───── DATA ROWS

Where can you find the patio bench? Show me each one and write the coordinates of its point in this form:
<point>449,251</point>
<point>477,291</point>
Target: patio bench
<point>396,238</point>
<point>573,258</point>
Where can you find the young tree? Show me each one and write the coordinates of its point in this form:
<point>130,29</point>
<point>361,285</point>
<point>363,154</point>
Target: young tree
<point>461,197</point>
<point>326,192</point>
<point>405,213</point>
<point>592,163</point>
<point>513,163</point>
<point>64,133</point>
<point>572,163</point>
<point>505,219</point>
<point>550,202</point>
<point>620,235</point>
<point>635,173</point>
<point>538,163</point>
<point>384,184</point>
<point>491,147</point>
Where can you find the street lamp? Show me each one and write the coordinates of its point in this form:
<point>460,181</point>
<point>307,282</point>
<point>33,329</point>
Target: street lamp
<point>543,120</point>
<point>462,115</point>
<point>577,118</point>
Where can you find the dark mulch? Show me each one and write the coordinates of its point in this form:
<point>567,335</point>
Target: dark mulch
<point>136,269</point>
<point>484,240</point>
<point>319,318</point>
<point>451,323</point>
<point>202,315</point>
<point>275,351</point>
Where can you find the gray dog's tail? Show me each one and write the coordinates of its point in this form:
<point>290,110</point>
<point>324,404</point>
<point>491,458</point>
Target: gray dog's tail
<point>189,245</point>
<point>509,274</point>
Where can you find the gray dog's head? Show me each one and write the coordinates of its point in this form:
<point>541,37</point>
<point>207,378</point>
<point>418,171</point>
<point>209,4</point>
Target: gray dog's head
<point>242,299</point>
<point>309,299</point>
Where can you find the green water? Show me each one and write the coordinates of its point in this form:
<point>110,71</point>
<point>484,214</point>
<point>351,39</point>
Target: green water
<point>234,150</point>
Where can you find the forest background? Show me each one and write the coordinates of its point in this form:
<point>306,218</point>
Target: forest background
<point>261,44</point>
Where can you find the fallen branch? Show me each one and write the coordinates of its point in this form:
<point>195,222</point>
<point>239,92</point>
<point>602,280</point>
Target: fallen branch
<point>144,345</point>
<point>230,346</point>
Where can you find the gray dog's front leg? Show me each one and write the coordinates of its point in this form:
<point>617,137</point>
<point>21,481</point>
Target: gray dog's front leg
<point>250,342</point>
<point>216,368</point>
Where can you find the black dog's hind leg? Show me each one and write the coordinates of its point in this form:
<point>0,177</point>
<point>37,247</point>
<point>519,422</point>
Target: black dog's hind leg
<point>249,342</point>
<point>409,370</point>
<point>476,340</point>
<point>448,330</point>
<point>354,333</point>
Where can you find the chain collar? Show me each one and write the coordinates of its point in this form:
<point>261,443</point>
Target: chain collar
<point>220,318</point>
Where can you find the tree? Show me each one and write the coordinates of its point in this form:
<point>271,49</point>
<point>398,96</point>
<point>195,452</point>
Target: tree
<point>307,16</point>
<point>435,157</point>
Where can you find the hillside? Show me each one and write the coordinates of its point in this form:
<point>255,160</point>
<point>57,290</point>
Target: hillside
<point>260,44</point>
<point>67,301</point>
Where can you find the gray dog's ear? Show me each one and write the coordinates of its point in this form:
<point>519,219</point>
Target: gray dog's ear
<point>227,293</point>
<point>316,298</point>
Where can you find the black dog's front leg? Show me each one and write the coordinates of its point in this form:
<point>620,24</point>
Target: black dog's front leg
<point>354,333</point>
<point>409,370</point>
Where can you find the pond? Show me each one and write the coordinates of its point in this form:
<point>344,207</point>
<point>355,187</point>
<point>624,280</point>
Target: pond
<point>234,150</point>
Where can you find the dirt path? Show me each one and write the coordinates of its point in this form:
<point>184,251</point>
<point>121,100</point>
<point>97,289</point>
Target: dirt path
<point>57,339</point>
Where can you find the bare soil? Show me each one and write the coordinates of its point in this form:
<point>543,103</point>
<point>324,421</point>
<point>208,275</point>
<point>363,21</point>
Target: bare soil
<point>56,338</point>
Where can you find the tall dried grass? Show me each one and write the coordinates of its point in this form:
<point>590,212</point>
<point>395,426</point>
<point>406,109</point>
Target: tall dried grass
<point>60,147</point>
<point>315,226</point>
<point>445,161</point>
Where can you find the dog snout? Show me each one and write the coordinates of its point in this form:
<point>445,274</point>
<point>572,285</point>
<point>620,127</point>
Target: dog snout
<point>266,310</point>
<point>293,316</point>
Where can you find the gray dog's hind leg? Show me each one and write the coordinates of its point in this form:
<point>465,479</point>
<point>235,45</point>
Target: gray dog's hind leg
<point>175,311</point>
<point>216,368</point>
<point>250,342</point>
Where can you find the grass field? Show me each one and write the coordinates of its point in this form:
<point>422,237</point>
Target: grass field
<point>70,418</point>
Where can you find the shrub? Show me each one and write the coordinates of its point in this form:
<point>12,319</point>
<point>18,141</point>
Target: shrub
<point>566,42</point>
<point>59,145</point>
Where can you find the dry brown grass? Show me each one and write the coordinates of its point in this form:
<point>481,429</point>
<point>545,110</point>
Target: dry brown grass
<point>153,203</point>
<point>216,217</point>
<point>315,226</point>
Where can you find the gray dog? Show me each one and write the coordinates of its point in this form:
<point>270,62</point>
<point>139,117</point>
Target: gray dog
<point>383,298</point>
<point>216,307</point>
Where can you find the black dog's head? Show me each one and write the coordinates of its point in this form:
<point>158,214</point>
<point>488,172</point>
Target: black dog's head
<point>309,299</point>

──────────

TASK OBJECTIVE: Reproduce verbatim the lines between the one containing "Where can you find the gray dog's ear?" and the one containing "<point>57,339</point>", both included.

ANSWER TO THE PROBLEM:
Where can you find the gray dog's ear? Show me each one and write the coordinates of its point in this form:
<point>519,219</point>
Target: gray dog's ear
<point>227,293</point>
<point>316,298</point>
Where can you find the black dog's front leg? Show me each one and write the coordinates of its point in this form:
<point>620,24</point>
Target: black dog's front leg
<point>354,333</point>
<point>409,370</point>
Where can you find the pond? Show me each one and write the coordinates of its point in this form:
<point>344,207</point>
<point>355,187</point>
<point>624,280</point>
Target: pond
<point>234,150</point>
Where can you find the dirt path? Show me each one and write the coordinates of its point in this form:
<point>184,251</point>
<point>121,100</point>
<point>97,289</point>
Target: dirt path
<point>57,339</point>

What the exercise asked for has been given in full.